◆ EXERCISE INSTRUCTIONS
Copy the listing below line for line, with no changes.

◆ RECORDS
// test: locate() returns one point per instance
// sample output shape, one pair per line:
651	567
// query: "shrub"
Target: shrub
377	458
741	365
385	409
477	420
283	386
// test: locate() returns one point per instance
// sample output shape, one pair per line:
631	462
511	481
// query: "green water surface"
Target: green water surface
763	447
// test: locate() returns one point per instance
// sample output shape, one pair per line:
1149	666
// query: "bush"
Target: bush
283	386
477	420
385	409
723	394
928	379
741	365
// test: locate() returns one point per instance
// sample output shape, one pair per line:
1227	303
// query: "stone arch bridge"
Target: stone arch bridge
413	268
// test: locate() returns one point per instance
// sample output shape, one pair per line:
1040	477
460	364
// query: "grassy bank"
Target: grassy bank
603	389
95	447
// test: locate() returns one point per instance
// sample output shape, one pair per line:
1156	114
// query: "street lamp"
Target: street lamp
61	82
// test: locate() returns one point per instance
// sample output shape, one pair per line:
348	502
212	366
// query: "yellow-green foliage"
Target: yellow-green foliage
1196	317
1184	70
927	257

◆ OUTPUT OF THE TASK
// test: locate() returns one point per instance
// sample output shape, one pair per line:
651	567
// query: "shrub"
Target: shrub
377	458
741	365
385	409
477	420
283	386
// test: locate() returns one point per instance
// sample output shape, one pair per line:
631	462
511	481
// query: "green water surface"
Target: green water surface
763	447
// test: locate() returns one point per instance
// sample output shape, one pair per line:
1149	666
// query: "bush"
Target: bush
283	386
477	420
385	409
723	394
928	379
741	365
// test: locate() returns one point per instance
// sample output shape, one pair per line:
1227	303
// query: "stone arch bridge"
Target: stone arch bridge
413	268
// test: locate() returns one point per instance
// sample output shape, one pair per line:
1040	477
460	364
// query: "grassy bank"
Target: grassy bank
603	389
95	447
// test: locate() returns one point per instance
// sample output shape, one pair per line:
1156	114
// query: "street lamp"
Target: street lamp
61	82
// test: locate() returns one point per instance
// sample output shape, one pair per line:
348	502
212	366
// query: "yellow-green foliage"
Target: yellow-green foliage
1196	317
1184	70
927	257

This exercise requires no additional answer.